Stated task: Reproduce every line of the material below word for word, changing no character.

===== Recorded information =====

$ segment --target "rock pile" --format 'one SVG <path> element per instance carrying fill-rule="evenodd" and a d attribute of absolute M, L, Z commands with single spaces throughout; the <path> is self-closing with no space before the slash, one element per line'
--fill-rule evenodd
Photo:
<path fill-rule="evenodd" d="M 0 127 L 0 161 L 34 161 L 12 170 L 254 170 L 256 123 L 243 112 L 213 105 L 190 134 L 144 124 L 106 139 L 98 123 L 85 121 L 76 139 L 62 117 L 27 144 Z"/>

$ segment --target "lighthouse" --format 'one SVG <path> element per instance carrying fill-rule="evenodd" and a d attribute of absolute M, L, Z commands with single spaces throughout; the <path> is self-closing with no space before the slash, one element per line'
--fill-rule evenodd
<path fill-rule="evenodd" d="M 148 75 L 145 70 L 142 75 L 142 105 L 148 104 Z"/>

=====

Solution:
$ segment --target "rock pile" --format 'one SVG <path> element per instance carrying fill-rule="evenodd" and a d attribute of absolute M, L, Z commands with single spaces throughout; the <path> is self-closing with no space before the slash, one element per line'
--fill-rule evenodd
Photo:
<path fill-rule="evenodd" d="M 0 127 L 0 161 L 34 161 L 12 170 L 254 170 L 256 123 L 243 112 L 213 105 L 190 134 L 144 124 L 106 139 L 98 123 L 85 121 L 76 139 L 62 117 L 27 144 Z"/>

$ segment --target "lighthouse" --format 'one SVG <path> element per instance carrying fill-rule="evenodd" and a d attribute of absolute M, L, Z commands with single spaces throughout; the <path> is self-closing with no space before the slash, one element per line'
--fill-rule evenodd
<path fill-rule="evenodd" d="M 148 75 L 145 70 L 142 75 L 142 105 L 148 104 Z"/>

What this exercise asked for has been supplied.